Reading passage
++++++++++

Therapy or Medications for Depression?

9-6-2013 7-37-04 PMA new study published in the most prestigious psychiatric journal (JAMA Psychiatry – see reference below) strongly suggests that a brain scan might be able to help people decide whether therapy or medications are more likely to treat their depression.

As background, although some people feel that for more severe depression medications are more effective, the fact is that most studies find that both types of treatment are about equally effective.

And although the notion that it is possible to identify a “biological depression” based on the presence or absence of psychological reasons for the depression is widely held, there is no evidence to suggest that that distinction is really helpful in deciding between the two approaches to treatment.

This study, which comes from researchers at Emory University in Atlanta, reports that a particular type of brain scan (positron emission tomography or PET scan) was able to tell which people would respond to psychotherapy (and probably would not respond well to medications) and vice versa.

Don’t rush to get your PET scan, though. The study needs to be replicated before we can be sure the technique is reliable.

What is at least as exciting is that the particular abnormality (either increased or decrease activity in a region of the brain called the anterior cingulate) may help us unlock some of the secrets about how depression happens, and how to make useful distinctions between types of depression.

What do we know about the anterior cingulate?Anterior_cingulate_gyrus_animation

Well, it is about midway between the frontal cortex (conscious thought) part of the brain – where psychotherapy seems to work to treat depression and the limbic (emotional) part of the brain – where medications seem to work.

We also recently learned that meditation activates the anterior cingulate gyrus (increases activity). So we know that things that are more conscious and cognitive and move the brain away from depression increase activation of the anterior cingulate.

This study showed that low activity in the anterior cingulate predicted a good response to cognitive therapy.

This makes sense if therapy, like meditation, increases activity in the anterior cingulate.

By contrast, if your anterior cingulate is already hyperactive, therapy is unlikely to work and medications are more likely to work.

Stay tuned for more on this story, but it could be a very significant finding in terms of our understanding of depression and perhaps other psychiatric problems.

 

McGrath, Callie L., et al. “Toward a Neuroimaging Treatment Selection Biomarker for Major Depressive Disorder.” JAMA psychiatry (Chicago, Ill.)(2013): 1-9.

++++++++++

Dataset entries
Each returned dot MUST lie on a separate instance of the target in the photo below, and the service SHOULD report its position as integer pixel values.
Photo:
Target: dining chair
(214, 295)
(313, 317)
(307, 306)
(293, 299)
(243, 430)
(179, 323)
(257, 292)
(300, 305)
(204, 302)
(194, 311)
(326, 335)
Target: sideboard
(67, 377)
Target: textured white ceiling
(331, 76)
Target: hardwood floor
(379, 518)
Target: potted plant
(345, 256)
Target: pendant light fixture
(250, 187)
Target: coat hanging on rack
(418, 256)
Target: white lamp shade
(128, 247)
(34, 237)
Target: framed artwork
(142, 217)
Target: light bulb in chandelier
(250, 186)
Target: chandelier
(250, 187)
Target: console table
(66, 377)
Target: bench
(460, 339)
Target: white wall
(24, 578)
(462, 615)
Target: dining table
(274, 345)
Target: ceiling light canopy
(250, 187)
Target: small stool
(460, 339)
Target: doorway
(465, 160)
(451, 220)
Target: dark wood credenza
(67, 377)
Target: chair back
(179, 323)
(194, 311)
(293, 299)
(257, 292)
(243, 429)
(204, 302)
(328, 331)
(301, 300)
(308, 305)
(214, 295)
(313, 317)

++++++++++

Requirement 1
Using the article on treating depression, answer the following questions.
(a) At which university are the researchers behind the study based?
(b) What type of brain scan did the study use?
(c) According to the study, what did low activity in the anterior cingulate predict?
Requirement 2
Translate this sentence from the article on treating depression into Spanish: "The study needs to be replicated before we can be sure the technique is reliable."

Final answer 1
(a) Emory University in Atlanta
(b) Positron emission tomography (a PET scan)
(c) A good response to cognitive therapy

Final answer 2
El estudio debe replicarse antes de que podamos tener la certeza de que la técnica es fiable.